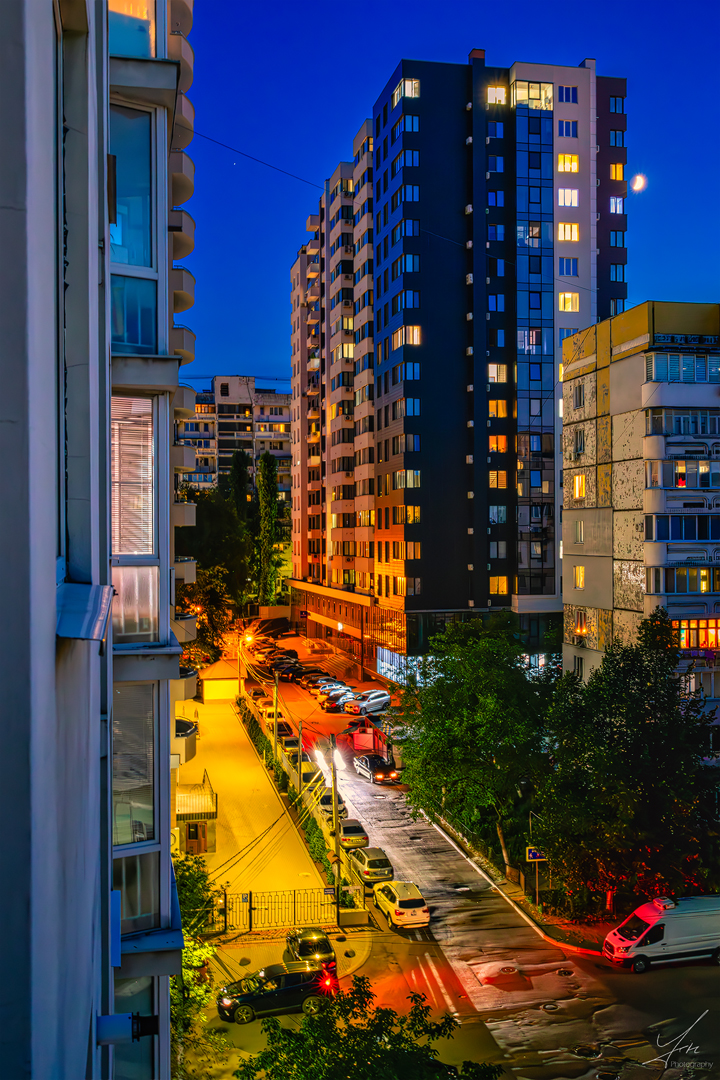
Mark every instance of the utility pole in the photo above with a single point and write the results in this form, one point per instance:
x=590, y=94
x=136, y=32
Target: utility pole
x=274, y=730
==
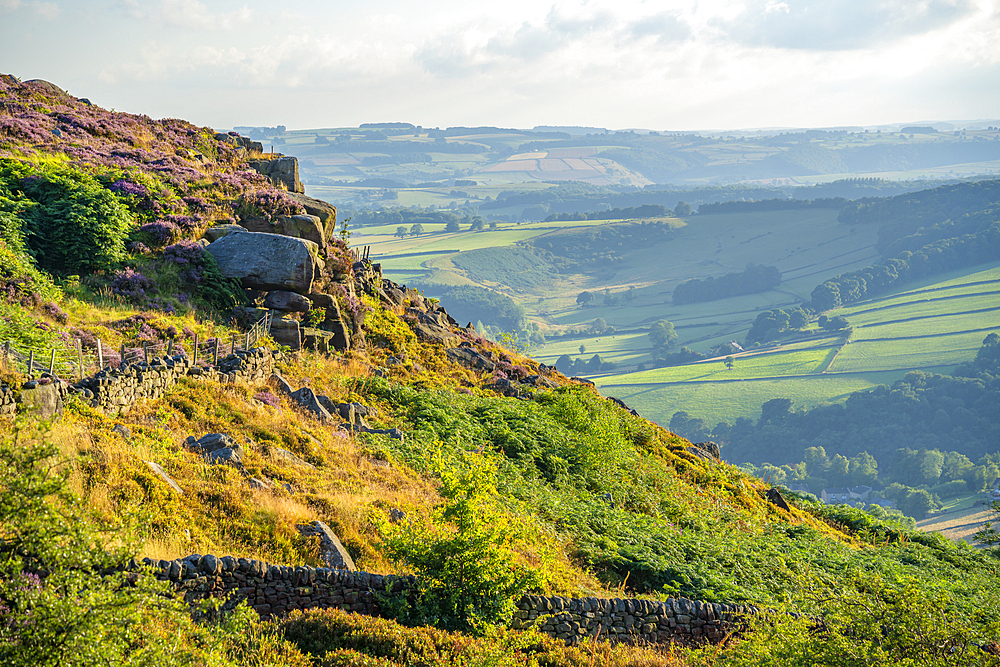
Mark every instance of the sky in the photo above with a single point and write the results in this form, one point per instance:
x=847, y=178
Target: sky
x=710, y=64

- _Task to complete_: Please format the data from the line with "Mark every instance of the utility" to the line with "x=274, y=730", both included, as a Markdown table with the columns Row and Line. Skip any blank lines.

- _Task response_:
| Row | Line |
|---|---|
| 1 | Mark every instance of the utility pole in the photo above with a single point and write the results in this form, one point per instance: |
| 2 | x=590, y=94 |
| 3 | x=136, y=32 |
| 4 | Target: utility pole |
| 5 | x=274, y=730 |